■ **WORK TO DO**
Please print the lines from the one containing "Annotate the tree" through the one containing "Target: hedge", both included, without any change.

Items from a data source:
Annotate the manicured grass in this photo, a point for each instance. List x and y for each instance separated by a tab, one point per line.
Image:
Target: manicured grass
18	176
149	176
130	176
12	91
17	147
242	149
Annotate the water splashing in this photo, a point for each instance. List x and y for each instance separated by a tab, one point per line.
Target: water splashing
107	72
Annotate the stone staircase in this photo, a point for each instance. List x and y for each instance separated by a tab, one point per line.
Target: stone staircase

--

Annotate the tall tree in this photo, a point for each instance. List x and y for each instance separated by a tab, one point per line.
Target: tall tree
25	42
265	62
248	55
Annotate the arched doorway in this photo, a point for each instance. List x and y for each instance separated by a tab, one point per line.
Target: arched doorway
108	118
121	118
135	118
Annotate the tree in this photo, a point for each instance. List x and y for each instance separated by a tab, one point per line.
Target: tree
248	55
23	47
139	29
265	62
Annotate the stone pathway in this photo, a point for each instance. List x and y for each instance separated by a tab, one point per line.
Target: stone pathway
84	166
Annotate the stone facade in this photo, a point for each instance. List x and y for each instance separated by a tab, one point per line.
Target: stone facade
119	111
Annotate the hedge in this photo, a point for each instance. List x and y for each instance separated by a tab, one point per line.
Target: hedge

■ **SOLVED PROBLEM**
Annotate the tree in this photo, a point for each instance. List x and y for each instance separated by a tab, one point per line.
Target: tree
248	55
23	47
139	29
265	62
Annotate the stone pathway in this photo, a point for each instance. List x and y for each instance separated by a tab, one point per line.
Target: stone pathway
84	166
Annotate the stone facade in this photo, a point for each instance. List x and y for each instance separated by a tab, one point per line.
Target: stone facade
119	111
Annotate the hedge in this photo, a point for each instance. List x and y for each instance separated by a tab, one point per line.
Target: hedge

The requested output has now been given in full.